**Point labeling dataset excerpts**

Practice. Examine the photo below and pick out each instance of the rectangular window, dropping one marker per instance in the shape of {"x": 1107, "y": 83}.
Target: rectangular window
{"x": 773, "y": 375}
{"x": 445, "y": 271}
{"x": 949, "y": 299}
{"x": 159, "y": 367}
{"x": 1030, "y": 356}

**Requirement**
Return every record, word for word.

**Answer to the task**
Practice. Examine the photo below and pick out each instance of the rectangular window, dropping one marker per instance in the shape of {"x": 1107, "y": 83}.
Target: rectangular window
{"x": 773, "y": 375}
{"x": 445, "y": 271}
{"x": 949, "y": 299}
{"x": 159, "y": 367}
{"x": 1030, "y": 356}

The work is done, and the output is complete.